* [Activity]
Copy out the data below verbatim.

══ Data listing ══

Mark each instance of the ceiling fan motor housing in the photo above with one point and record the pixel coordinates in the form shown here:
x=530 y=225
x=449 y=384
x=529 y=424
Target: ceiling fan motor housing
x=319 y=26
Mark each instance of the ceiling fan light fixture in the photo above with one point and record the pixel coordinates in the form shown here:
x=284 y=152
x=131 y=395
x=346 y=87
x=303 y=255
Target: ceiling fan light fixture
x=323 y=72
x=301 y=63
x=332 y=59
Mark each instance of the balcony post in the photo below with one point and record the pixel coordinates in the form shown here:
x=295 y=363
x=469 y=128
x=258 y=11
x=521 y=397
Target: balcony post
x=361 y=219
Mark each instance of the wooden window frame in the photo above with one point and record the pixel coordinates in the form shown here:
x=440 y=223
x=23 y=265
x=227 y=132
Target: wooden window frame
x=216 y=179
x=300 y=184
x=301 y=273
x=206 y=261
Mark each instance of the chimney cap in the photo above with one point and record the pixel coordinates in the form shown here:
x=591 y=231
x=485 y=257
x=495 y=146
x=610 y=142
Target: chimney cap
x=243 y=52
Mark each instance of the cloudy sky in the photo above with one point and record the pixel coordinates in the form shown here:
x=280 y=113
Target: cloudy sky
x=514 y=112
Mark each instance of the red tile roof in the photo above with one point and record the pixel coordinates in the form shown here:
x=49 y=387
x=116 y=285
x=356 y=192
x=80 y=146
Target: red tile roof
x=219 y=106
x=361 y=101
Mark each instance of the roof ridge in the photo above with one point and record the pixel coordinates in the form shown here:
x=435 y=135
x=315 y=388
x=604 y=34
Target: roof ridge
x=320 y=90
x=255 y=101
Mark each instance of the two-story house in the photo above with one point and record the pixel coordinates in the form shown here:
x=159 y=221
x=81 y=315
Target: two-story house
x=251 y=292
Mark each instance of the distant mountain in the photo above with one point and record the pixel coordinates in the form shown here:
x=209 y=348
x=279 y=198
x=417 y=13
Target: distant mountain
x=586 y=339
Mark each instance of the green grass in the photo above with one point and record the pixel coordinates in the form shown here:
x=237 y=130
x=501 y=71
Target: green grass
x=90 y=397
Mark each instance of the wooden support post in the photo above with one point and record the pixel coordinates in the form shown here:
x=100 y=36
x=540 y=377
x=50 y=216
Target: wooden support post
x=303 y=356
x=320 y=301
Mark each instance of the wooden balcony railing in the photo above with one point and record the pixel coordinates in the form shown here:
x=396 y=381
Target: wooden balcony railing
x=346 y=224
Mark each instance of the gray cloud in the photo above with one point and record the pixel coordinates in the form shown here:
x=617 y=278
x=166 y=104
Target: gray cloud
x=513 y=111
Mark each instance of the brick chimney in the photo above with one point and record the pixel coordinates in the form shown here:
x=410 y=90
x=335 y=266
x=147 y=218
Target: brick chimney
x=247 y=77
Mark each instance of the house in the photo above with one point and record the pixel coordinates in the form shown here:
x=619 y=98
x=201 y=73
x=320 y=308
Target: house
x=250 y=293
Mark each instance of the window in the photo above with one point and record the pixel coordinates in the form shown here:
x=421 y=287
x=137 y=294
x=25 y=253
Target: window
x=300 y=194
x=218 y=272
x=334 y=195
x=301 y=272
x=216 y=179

═══

* [Exercise answer]
Mark each instance of the ceiling fan motor housing in the photo above with one point and record the pixel coordinates in the form shown here:
x=530 y=225
x=449 y=384
x=529 y=424
Target: ceiling fan motor housing
x=319 y=26
Mark each instance of the ceiling fan light fixture in the photo above with one point and record the pixel coordinates in the form shown here:
x=284 y=152
x=131 y=395
x=346 y=87
x=303 y=255
Target: ceiling fan light fixture
x=323 y=72
x=301 y=63
x=332 y=59
Mark each instance of the balcony post in the photo below with one point and record the pixel coordinates in the form shown here:
x=295 y=363
x=469 y=128
x=258 y=11
x=521 y=397
Target: balcony post
x=361 y=219
Mark each instance of the wooden window frame in the photo above with one point and record the pixel coordinates in the form shown here:
x=440 y=223
x=23 y=265
x=227 y=132
Target: wooden window frame
x=216 y=179
x=300 y=184
x=301 y=273
x=206 y=261
Mark each instance of the chimney cap in the photo above with one point and record the pixel coordinates in the form shown here:
x=591 y=231
x=485 y=257
x=495 y=146
x=610 y=142
Target: chimney cap
x=243 y=52
Mark each instance of the cloudy sky in the photo above with one point and record the pixel coordinates in the form shown here:
x=280 y=113
Target: cloudy sky
x=514 y=112
Mark each instance of the red tile roof in the photo above with one point and record the pixel coordinates in the form shown here:
x=49 y=387
x=116 y=285
x=356 y=192
x=80 y=146
Target: red tile roof
x=219 y=106
x=361 y=101
Mark each instance of the roof ridge in the photo above with one point and record the pixel coordinates in the form shown here:
x=435 y=135
x=315 y=388
x=604 y=34
Target: roof ridge
x=320 y=90
x=255 y=101
Mark each instance of the two-story house in the photo above with one point and record the pixel coordinates in the form shown here:
x=159 y=221
x=81 y=315
Target: two-story house
x=251 y=292
Mark each instance of the distant mountain in the photo above with one point and record the pixel coordinates in the form shown here:
x=209 y=348
x=279 y=198
x=417 y=13
Target: distant mountain
x=586 y=339
Mark each instance of the green grass in the photo above with one point and record the pixel coordinates in the form shown here:
x=237 y=130
x=501 y=71
Target: green grass
x=90 y=397
Mark each instance of the wooden support post in the photo above with one point and record the pixel coordinates in the form shown here:
x=100 y=36
x=540 y=377
x=50 y=216
Target: wooden support post
x=303 y=356
x=320 y=301
Mark each instance of the wooden balcony railing in the photo above with one point and record the pixel coordinates in the form shown here:
x=396 y=381
Target: wooden balcony railing
x=346 y=224
Mark each instance of the gray cloud in the photo above with one point and record the pixel coordinates in the form shown here:
x=617 y=278
x=166 y=104
Target: gray cloud
x=513 y=111
Mark each instance of the brick chimney in the photo above with one point and record the pixel coordinates in the form shown here:
x=410 y=90
x=335 y=266
x=147 y=218
Target: brick chimney
x=247 y=77
Mark each instance of the house in the photo above with one point and record the pixel coordinates in the form shown here:
x=619 y=98
x=201 y=73
x=320 y=308
Target: house
x=250 y=293
Mark each instance of the window in the photo above with one point and record the pixel coordinates in the form shown here:
x=421 y=287
x=137 y=294
x=25 y=253
Target: window
x=300 y=194
x=218 y=272
x=334 y=195
x=301 y=272
x=216 y=179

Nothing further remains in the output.